The task: Go through the entries one line at a time, and gather every line that has the word "kayak".

[Dataset entries]

■ ■ ■ ■

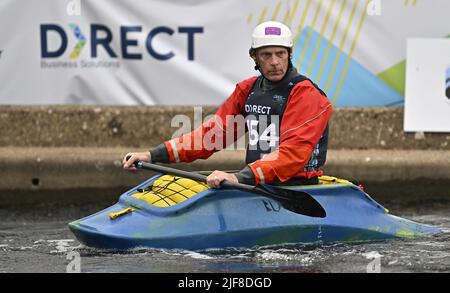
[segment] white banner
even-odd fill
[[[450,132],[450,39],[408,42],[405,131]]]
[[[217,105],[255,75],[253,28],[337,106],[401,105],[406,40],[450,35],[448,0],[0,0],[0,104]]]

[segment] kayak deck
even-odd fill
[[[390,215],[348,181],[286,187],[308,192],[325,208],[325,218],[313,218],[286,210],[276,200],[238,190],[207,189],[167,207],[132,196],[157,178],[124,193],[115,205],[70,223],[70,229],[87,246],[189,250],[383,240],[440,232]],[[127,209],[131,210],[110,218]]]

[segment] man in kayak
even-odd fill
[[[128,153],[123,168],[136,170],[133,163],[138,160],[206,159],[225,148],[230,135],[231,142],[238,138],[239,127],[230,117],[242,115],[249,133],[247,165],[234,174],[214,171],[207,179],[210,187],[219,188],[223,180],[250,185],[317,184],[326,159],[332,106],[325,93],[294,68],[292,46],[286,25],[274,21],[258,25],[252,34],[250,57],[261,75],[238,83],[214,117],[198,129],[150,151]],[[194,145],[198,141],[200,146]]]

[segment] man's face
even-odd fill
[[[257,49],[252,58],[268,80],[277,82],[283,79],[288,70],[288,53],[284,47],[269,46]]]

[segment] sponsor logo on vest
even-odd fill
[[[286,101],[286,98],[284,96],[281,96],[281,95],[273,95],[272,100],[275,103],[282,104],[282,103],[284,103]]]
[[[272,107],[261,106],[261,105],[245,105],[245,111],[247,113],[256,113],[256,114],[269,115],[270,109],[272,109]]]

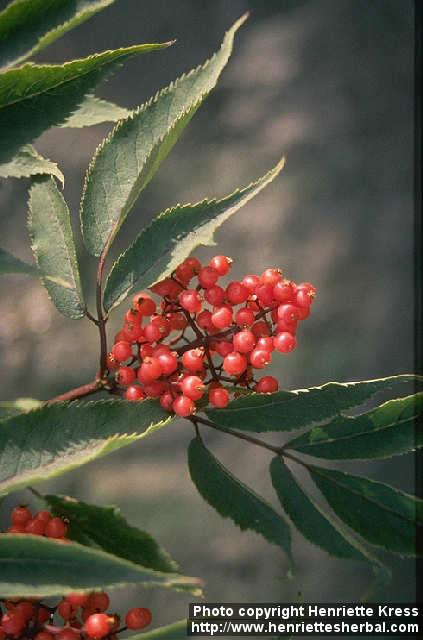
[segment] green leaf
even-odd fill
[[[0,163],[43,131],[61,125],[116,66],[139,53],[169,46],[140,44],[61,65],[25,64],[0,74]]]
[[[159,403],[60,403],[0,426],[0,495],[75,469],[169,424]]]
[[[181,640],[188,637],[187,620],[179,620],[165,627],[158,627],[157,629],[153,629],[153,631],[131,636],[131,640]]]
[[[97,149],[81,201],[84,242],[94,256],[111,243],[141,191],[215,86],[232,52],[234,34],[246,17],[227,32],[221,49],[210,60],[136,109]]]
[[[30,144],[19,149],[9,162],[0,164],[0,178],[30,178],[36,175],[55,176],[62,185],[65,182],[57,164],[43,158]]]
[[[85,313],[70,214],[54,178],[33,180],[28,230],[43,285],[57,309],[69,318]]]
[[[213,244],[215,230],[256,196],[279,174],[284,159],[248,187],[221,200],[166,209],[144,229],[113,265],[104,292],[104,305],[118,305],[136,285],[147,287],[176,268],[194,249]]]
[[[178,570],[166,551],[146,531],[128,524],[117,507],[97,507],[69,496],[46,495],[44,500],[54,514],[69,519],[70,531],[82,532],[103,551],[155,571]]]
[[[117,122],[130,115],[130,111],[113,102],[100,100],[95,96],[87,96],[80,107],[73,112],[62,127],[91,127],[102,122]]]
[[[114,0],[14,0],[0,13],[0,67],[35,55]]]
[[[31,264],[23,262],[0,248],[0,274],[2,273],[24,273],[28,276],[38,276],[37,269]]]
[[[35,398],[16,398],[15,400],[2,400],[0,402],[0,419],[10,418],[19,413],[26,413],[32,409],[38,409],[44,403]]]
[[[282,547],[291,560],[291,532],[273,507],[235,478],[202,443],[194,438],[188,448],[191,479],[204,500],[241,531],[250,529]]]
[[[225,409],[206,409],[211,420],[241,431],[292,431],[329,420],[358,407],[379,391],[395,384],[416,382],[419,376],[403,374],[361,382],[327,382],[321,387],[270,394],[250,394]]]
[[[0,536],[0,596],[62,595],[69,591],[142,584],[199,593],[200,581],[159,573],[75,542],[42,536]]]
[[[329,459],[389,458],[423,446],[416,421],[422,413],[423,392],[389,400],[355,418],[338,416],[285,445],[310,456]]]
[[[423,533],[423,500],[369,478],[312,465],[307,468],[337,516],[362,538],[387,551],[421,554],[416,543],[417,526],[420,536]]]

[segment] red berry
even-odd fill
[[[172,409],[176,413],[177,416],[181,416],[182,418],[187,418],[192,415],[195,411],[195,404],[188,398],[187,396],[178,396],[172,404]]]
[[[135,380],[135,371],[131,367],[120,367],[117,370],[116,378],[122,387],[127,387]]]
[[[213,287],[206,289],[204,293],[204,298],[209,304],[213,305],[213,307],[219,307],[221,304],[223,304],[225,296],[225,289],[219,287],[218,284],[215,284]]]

■ ■ ■ ■

Answer to this task:
[segment] kayak deck
[segment] man in kayak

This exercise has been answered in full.